* _Exercise tasks_:
(a) Answer these questions about the Forks passage:
(i) What does Leppell's Flowers and Gifts call itself?
(ii) When is the documentary Twilight in Forks scheduled to be released?
(iii) How many times has Annette Roots read the Twilight series?
(b) Does each statement below agree with the Forks passage? Reply yes or no, and quote the words that decide it.
(i) The Forks Coffee Shop was thriving before the fans arrived.
(ii) Annette Roots's husband moved to Forks along with her.
(iii) Dazzled by Twilight is divided into four sections.
(c) Carry on writing the Forks passage, beginning right after its last sentence.

╭─ Source document

The Forks Coffee Shop was about to close before the fans invaded. Now, with the addition of some Twilight-themed menus, it’s thriving. Leppell’s Flowers and Gifts, in downtown Forks, calls itself “Twilight Central.” Like almost every other shop in town, it carries merchandise ranging from “I was bit in Forks” bumper stickers to “Team Edward” mugs and scrapbooking materials based on the series.

The town’s sudden popularity even caught the attention of Jason Brown, an Emmy-award-winning filmmaker. His documentary about the community, Twilight in Forks, is scheduled to be released in March, coinciding with the DVD release of New Moon.

Annette Roots, who has read the Twilight series 16 times, owns a store that is featured in the doc. After only one visit to Forks she decided to quit her job, pack up her five children (her husband stayed behind in Vancouver, Wash., and commutes on weekends) and move to the town to open an “immersive” gift shop called Dazzled by Twilight. “I sat down and thought: what would it feel like for me to walk into the book?” she says. The 4,000-sq.-foot store is divided into four sections: a forest with gigantic fake trees, a beach with sand and driftwood, a broken-down castle and a dim, black-lit dungeon. One of Roots’s friends jokingly calls the store “Twisneyland.” With business booming, Roots was able to expand aggressively—she started running tours, opened a second gift shop, and turned an abandoned bar into a family-friendly, Twilight-themed lounge. “I get to do what I love all day,” she says. “It’s kind of magical.”

╰─
╭─ Provided records

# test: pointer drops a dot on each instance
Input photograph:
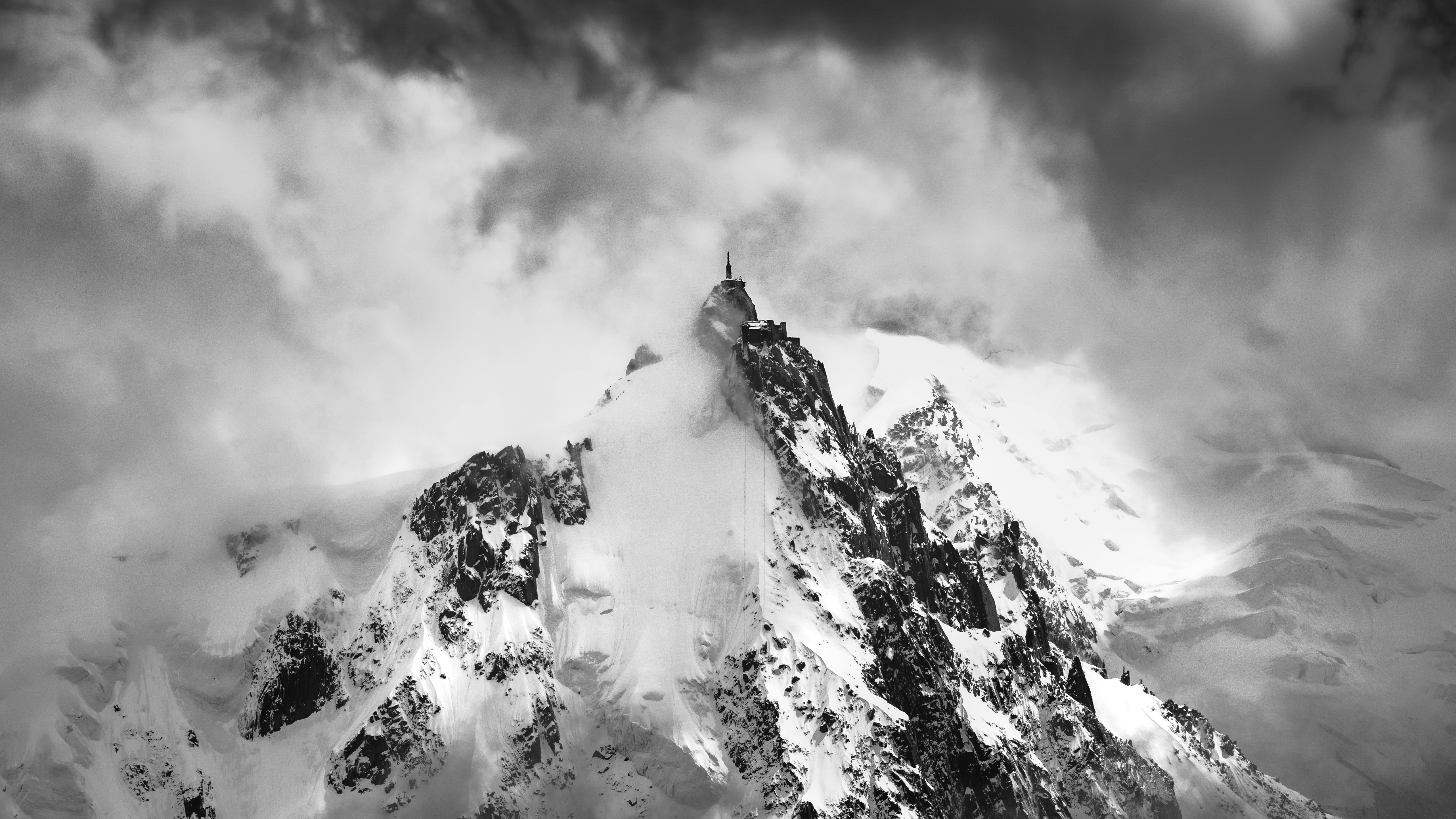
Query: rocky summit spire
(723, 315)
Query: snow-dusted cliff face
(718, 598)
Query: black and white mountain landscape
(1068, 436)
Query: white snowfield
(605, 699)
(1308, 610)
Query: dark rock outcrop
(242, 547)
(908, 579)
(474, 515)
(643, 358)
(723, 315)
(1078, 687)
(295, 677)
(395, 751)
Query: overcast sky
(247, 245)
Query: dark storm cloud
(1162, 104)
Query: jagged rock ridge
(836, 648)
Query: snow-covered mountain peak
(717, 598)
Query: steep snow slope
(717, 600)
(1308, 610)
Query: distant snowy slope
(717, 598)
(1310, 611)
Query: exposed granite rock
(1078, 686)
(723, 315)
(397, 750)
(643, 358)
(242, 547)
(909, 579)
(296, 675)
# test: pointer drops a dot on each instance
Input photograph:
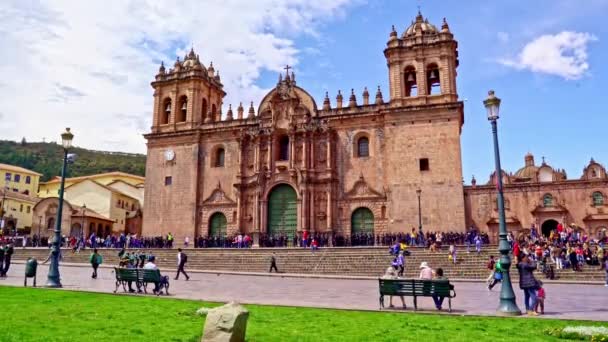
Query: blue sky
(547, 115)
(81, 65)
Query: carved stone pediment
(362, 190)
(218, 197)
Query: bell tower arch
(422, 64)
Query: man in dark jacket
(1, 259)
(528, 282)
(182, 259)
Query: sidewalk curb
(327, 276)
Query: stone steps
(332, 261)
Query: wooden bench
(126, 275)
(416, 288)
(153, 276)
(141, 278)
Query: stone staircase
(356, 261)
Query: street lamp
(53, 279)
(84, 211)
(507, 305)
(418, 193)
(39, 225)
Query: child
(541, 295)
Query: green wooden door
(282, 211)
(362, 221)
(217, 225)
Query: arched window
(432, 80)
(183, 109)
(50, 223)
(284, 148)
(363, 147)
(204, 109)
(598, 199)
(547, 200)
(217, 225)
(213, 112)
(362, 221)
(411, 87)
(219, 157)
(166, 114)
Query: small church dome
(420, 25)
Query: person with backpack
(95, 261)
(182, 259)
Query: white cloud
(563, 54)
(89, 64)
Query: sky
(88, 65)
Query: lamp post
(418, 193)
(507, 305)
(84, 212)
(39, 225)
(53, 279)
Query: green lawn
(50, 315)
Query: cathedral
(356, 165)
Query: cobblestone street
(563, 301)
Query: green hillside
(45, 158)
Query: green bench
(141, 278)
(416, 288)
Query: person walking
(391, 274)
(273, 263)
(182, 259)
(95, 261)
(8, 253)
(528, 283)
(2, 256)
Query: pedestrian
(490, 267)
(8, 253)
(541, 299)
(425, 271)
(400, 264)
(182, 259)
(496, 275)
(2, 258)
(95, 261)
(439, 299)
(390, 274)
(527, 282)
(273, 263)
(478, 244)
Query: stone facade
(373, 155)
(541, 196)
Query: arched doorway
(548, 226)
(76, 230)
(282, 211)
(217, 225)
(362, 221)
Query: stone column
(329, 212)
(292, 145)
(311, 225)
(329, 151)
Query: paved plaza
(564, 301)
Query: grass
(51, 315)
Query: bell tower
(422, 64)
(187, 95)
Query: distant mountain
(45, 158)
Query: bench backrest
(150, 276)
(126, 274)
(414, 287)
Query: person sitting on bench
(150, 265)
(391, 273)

╰─
╭─ Provided records

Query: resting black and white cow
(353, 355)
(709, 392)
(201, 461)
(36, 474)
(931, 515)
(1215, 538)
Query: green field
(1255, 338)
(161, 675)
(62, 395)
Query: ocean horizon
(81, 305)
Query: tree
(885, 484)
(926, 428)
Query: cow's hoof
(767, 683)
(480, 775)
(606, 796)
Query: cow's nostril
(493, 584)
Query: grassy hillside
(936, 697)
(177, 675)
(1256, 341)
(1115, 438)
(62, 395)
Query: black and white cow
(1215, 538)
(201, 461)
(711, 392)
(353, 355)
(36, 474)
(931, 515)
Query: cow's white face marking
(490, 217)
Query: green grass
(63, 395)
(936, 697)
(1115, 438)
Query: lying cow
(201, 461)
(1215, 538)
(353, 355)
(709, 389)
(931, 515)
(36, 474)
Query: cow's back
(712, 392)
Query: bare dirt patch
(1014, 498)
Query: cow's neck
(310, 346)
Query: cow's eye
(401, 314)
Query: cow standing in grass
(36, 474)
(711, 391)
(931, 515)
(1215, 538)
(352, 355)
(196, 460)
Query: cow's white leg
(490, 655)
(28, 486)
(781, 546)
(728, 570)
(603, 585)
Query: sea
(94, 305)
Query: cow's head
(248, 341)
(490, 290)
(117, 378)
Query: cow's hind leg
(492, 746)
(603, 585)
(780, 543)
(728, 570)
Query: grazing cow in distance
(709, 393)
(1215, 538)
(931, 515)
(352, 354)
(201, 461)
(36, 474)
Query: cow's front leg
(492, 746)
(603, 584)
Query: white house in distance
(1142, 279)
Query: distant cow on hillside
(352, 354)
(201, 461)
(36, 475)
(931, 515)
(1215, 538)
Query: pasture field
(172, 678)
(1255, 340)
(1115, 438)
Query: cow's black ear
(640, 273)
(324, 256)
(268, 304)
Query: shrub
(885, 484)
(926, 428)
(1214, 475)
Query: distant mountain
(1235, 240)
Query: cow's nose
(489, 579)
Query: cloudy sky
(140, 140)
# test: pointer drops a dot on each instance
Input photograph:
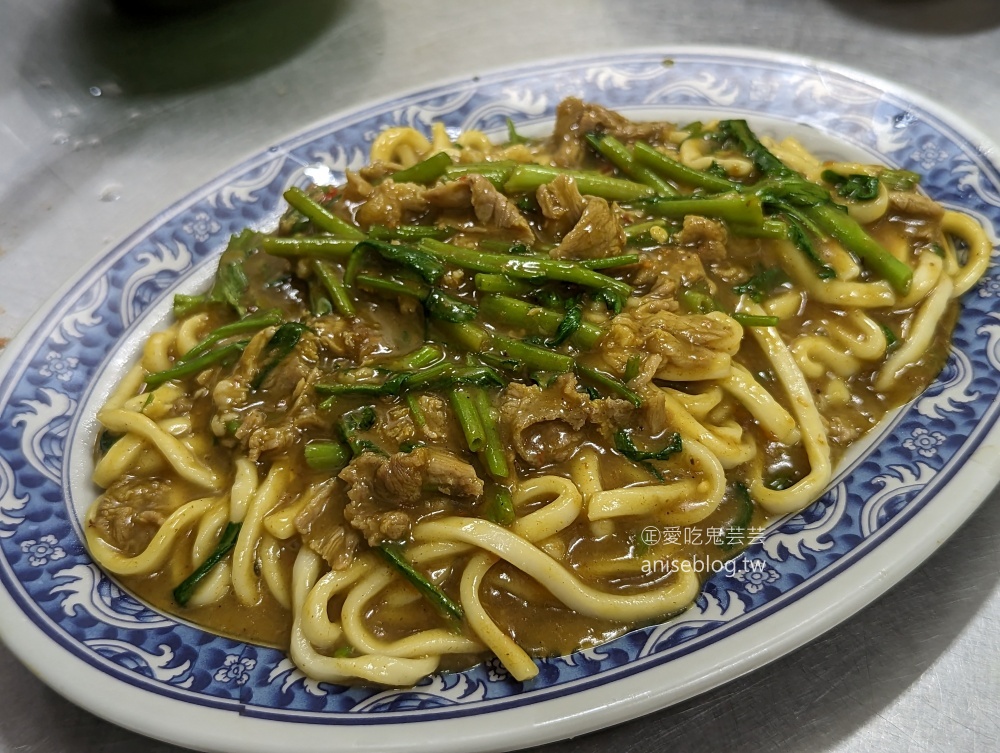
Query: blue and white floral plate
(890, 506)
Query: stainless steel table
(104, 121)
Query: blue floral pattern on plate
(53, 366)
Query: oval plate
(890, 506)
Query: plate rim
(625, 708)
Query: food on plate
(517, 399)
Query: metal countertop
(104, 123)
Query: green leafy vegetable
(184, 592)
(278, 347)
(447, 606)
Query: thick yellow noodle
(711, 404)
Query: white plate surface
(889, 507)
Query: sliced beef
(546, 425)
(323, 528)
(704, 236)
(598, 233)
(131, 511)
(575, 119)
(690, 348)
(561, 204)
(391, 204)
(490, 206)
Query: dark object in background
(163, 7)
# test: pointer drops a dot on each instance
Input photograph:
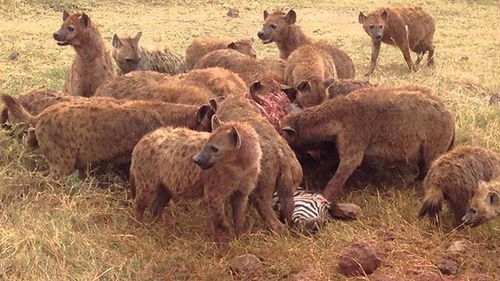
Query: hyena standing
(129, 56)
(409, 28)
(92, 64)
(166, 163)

╰─

* _Answers to the tasks_:
(a)
(i) "Twilight Central."
(ii) In March, coinciding with the DVD release of New Moon.
(iii) 16 times.

(b)
(i) No: "The Forks Coffee Shop was about to close before the fans invaded."
(ii) No: "her husband stayed behind in Vancouver, Wash., and commutes on weekends"
(iii) Yes: "The 4,000-sq.-foot store is divided into four sections"

(c)
The phenomenon has been nothing but magical for the town. Forks has had its share of economic problems—the logging town would have been devastated by the recession. Instead, it’s doing better than it has in 30 years. “Twilight has been an absolute blessing,” says Mayor Reed. “It’s kept the last person from turning out the lights, and as a matter of fact, lights are going on in abandoned buildings.”